Some records:
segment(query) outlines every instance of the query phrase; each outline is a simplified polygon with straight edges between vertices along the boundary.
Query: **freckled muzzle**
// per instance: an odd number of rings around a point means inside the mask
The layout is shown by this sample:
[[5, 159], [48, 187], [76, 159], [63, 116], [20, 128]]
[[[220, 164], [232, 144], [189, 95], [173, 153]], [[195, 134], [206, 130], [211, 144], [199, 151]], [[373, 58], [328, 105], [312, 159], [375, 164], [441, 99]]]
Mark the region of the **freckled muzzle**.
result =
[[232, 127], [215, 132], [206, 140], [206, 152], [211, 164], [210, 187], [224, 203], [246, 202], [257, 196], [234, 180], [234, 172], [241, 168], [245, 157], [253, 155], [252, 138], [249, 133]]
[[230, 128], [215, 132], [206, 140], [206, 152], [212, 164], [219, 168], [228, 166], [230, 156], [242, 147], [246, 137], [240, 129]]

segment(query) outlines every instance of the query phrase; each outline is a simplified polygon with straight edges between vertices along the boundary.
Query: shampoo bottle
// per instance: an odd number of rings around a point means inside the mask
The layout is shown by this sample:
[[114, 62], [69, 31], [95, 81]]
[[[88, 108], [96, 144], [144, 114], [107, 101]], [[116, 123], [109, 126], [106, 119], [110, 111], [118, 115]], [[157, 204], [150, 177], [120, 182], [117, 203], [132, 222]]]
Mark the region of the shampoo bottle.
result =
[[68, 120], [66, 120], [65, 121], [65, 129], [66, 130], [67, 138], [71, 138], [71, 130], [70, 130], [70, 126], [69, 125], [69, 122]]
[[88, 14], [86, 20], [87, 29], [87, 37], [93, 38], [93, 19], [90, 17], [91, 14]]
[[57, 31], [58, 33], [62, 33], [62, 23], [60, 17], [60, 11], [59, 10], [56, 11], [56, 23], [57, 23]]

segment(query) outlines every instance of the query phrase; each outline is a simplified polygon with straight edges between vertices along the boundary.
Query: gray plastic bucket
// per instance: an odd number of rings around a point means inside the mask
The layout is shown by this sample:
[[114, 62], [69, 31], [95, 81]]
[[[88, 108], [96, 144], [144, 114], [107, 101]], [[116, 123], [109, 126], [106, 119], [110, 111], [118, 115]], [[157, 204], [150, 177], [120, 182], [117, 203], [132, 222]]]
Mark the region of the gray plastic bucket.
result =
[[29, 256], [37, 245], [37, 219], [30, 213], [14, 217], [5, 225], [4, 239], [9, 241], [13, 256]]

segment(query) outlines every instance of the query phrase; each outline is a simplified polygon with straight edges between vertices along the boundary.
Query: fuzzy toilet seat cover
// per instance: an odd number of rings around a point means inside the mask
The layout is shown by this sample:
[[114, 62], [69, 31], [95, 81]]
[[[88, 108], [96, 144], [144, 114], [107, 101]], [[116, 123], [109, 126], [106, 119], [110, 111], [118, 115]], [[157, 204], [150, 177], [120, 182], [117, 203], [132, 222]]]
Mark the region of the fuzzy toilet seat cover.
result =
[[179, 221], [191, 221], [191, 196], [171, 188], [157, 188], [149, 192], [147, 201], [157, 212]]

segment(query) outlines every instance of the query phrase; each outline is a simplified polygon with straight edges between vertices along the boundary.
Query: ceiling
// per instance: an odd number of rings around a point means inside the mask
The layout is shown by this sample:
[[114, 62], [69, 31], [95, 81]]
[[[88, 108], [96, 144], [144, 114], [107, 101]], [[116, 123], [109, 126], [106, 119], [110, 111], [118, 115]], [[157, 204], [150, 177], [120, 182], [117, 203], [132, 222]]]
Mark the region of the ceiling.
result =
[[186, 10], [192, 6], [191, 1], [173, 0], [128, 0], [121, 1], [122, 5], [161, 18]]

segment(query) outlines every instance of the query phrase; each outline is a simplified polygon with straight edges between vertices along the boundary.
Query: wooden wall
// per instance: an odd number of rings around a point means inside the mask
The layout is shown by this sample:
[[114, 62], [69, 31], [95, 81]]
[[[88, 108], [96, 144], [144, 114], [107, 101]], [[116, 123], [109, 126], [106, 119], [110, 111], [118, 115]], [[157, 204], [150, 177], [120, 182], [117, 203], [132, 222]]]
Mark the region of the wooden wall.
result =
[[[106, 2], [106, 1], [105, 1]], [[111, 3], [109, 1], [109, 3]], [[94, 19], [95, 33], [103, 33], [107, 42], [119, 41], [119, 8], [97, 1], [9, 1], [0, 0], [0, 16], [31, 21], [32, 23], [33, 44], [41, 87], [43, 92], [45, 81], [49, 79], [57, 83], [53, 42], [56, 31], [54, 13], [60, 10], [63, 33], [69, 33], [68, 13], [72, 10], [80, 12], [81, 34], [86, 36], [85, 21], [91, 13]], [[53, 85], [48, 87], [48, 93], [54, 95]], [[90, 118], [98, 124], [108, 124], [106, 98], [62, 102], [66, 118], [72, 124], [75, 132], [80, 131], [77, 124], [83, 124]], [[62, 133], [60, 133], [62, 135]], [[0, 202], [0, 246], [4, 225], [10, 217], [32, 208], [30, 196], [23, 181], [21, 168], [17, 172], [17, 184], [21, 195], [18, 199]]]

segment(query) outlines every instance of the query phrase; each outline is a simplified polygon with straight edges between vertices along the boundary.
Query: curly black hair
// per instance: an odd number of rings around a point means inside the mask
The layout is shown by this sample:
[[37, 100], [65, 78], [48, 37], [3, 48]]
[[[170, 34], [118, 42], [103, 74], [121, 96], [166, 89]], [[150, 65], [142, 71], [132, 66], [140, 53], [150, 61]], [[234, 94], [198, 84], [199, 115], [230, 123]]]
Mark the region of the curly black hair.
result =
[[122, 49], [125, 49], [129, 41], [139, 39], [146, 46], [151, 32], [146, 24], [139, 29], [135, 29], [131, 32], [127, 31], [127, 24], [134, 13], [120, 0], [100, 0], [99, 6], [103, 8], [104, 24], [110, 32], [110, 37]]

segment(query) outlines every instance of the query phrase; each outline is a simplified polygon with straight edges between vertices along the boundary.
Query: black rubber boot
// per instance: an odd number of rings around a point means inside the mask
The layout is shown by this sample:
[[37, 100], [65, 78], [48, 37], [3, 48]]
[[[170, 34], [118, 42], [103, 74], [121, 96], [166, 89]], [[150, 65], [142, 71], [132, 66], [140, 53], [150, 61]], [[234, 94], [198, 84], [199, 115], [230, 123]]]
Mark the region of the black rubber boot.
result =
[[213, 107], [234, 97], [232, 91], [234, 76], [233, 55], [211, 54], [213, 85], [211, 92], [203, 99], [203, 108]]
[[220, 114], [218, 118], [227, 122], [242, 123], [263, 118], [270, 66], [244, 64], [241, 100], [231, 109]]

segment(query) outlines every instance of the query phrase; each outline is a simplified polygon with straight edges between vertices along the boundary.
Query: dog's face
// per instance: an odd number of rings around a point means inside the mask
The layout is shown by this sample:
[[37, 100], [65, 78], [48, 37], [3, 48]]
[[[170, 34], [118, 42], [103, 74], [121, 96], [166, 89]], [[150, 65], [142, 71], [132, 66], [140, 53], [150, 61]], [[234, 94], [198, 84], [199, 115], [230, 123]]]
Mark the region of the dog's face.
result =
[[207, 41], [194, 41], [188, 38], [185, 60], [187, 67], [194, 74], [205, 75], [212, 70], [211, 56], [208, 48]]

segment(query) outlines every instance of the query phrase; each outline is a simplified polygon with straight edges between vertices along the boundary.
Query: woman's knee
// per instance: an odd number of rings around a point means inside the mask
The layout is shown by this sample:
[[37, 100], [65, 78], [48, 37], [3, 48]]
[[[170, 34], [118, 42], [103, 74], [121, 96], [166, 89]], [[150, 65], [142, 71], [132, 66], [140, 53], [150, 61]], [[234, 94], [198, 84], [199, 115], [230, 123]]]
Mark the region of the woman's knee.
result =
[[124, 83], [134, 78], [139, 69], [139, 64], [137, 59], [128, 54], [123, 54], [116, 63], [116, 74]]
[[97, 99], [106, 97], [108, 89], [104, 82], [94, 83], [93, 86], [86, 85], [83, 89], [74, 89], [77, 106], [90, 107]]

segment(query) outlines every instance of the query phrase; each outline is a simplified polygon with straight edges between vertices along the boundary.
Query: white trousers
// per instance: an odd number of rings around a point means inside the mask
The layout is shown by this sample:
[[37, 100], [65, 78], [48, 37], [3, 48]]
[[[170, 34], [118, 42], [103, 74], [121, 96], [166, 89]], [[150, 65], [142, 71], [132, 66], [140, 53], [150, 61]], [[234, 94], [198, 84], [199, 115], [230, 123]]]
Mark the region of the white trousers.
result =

TASK BRIEF: Please return, unchanged, the part of the records that opens at their very first line and closes with the line containing "138], [249, 133]]", including that final line.

PROBLEM SOLUTION:
segment(query) outlines every instance of the query phrase; each outline is a simplified polygon with straight edges between vertices along the boundary.
Query: **freckled muzzle**
// per instance: an odd number of rings around a point means inside the mask
The layout is shown by this sample:
[[5, 159], [48, 187], [76, 159], [63, 116], [20, 128]]
[[[220, 164], [232, 144], [189, 95], [173, 153]], [[195, 134], [206, 130], [211, 144], [199, 151]], [[373, 58], [328, 105], [312, 159], [375, 164], [441, 99]]]
Mark the region of the **freckled muzzle**.
result =
[[232, 127], [215, 132], [206, 140], [206, 152], [211, 164], [210, 187], [224, 203], [246, 202], [257, 196], [234, 180], [234, 172], [241, 168], [245, 157], [253, 155], [252, 138], [249, 133]]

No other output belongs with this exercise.